TEXT TO READ –
* * * * *
# Trash Tank!



## Zending (Jul 6, 2011)

Hey guys,

Very new here. However, I've been keeping fish for almost 20 years now. In my time keeping fish, however, I've never once owned a live plant. Most of the fish I've had have always been cichlids, and they don't exactly appreciate the aquascape you build for them...seeing as though they rearrange it religiously.

So, I'm trying my hand with java moss now. I started a blog site tracking my progress and explaining what I'm working with. I plan on taking weekly pictures to figure out what I'm doing right or wrong. Any suggestions you all have would be much appreciated. I'd love to get my tank overgrown with moss (I think that looks awesome). Please, be critical! I always have to learn the hard way!

Trash Tank! - This is the link.

I'm looking forward to talking to you all!


----------



## Sasquatch (May 29, 2011)
* * * * *
RAW DATA –

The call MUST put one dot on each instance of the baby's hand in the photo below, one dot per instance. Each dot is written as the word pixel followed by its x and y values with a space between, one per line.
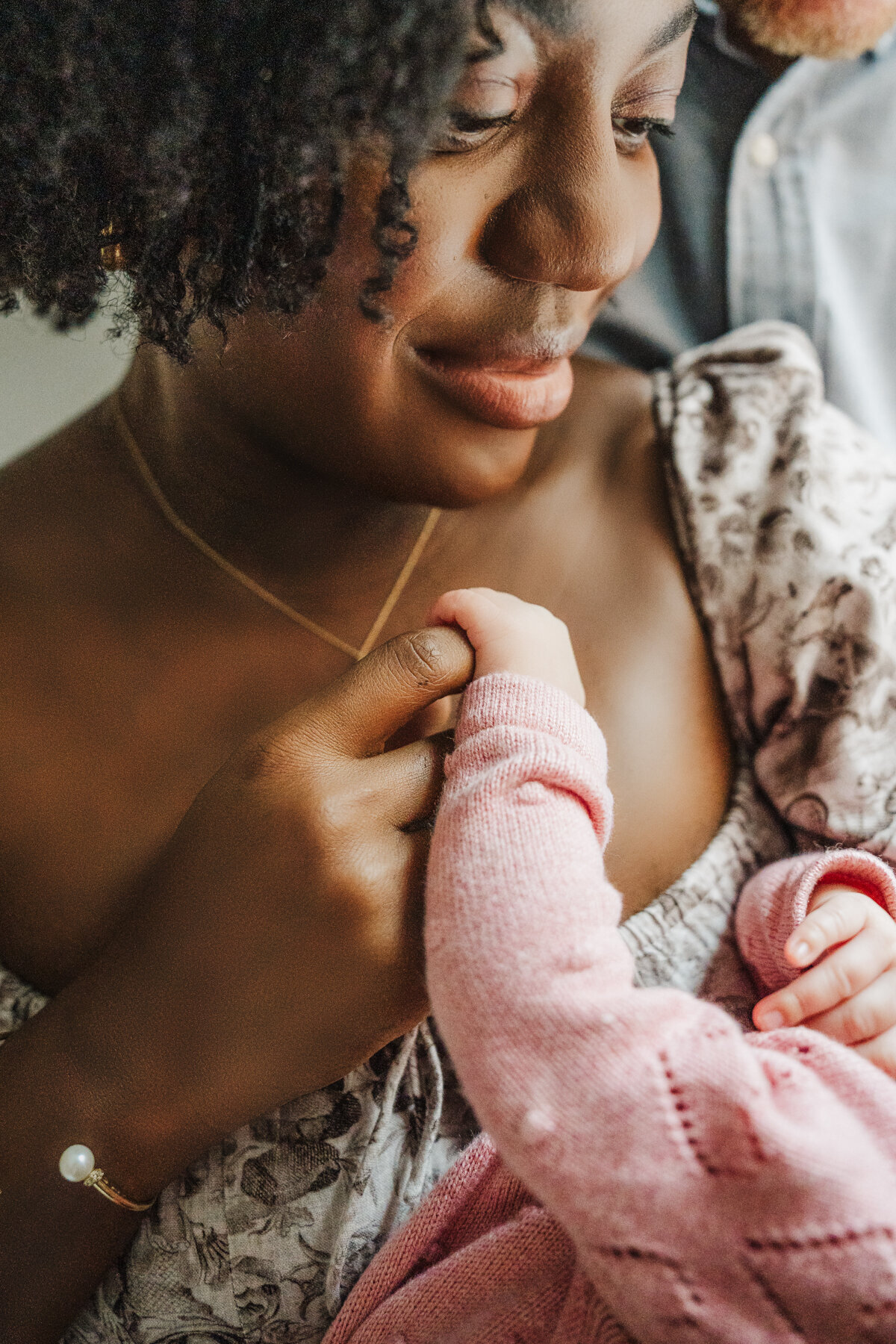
pixel 512 636
pixel 849 996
* * * * *
CHALLENGE 1 –
In the Trash Tank thread, for how long has Zending been keeping fish?
CHALLENGE 2 –
Translate this sentence from the Trash Tank thread into Spanish: "I plan on taking weekly pictures to figure out what I'm doing right or wrong."
CHALLENGE 3 –
Write the next part of the Trash Tank thread, starting after its final line.

EXERCISE RESPONSE 1 –
Almost 20 years.

EXERCISE RESPONSE 2 –
Planeo tomar fotos cada semana para averiguar qué estoy haciendo bien o mal.

EXERCISE RESPONSE 3 –
Zending said:


> Hey guys,
> 
> Very new here. However, I've been keeping fish for almost 20 years now. In my time keeping fish, however, I've never once owned a live plant. Most of the fish I've had have always been cichlids, and they don't exactly appreciate the aquascape you build for them...seeing as though they rearrange it religiously.
> 
> ...



I have cichlids and they dig a lot but they havent dug up any of my plants! They do like to dig under rocks and such though. Plants are cheap,,try one and see if they mess with it.


----------



## beaslbob (May 29, 2009)

One thing to do is partition the tank so there is a fish area and a plant area. 

I did that on a 55g mixed reef and both the fish(and corals) and macro algae (marine algae that looks like plants) thrived.

Just a 1/4 square plastic grid used as lighting diffuser for dropped ceilings. 4'x2' section is like $11 or so a building supply places.
I just crammed it in 3" in front of the back glass and added 2 2 tube 4' utility foxtures behind the tank pointed forward.

Not that you might want to do exactly that but apply the concept to your tank.




my .02


----------



## JoannaBanana (Jun 2, 2011)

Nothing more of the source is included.